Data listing
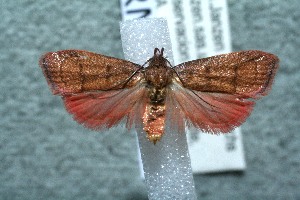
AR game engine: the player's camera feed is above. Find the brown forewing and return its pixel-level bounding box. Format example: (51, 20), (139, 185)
(174, 50), (279, 98)
(40, 50), (143, 94)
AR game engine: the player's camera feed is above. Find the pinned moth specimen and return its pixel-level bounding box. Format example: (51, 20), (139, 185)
(40, 48), (279, 144)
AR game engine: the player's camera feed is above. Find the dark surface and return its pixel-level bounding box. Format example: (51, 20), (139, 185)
(0, 0), (300, 200)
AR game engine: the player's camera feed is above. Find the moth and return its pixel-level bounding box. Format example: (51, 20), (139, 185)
(39, 48), (279, 144)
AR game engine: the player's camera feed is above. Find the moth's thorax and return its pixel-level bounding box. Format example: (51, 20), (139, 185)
(144, 55), (173, 89)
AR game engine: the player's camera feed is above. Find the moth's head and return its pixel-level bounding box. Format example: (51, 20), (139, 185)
(154, 48), (164, 57)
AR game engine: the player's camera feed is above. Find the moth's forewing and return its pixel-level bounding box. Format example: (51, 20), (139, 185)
(174, 50), (279, 98)
(40, 50), (143, 95)
(171, 51), (279, 133)
(40, 50), (146, 130)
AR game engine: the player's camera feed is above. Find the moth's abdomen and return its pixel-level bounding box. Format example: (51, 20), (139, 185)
(143, 87), (166, 144)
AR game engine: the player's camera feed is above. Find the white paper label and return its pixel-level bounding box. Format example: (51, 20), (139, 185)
(121, 0), (246, 173)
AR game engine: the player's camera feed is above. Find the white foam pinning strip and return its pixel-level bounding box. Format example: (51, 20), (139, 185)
(121, 18), (197, 200)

Task directions: Could you write out the rows again, starting at the one that contains "the moth and" and ending at the one that contains "(121, 0), (246, 173)"? Leave the wording and format samples unchanged, but multiply each bounding-box coordinate in the answers by 2.3 and round to whole numbers, with halves rounded up.

Answer for this exercise:
AR game engine: the player's camera feed is above. Find the moth and return its pixel-level bounding box. Format example: (51, 20), (139, 185)
(90, 110), (642, 331)
AR game engine: the player's camera feed is above. Find the moth's thorax and return its pixel-level bounding box. Format example: (51, 20), (139, 185)
(331, 127), (398, 205)
AR game engine: the player's camera feed is above. Find the moth's head and return its pixel-level bounding box. Format example: (51, 20), (139, 185)
(354, 110), (377, 131)
AR game engine: the player's camera feed is above. Find the moth's forewing and return its pixel-level bounding box. Format example: (51, 20), (139, 185)
(400, 115), (642, 225)
(92, 115), (329, 219)
(393, 117), (642, 306)
(92, 115), (336, 299)
AR game engine: the player's camera feed is above. Find the moth's abdomen and return its pixel-level bounding box. Format example: (51, 20), (139, 185)
(329, 200), (382, 331)
AR game engine: the player's camera feed is above. Find the white paper label and return its pixel-level bounding box. Format example: (51, 20), (139, 185)
(278, 0), (566, 398)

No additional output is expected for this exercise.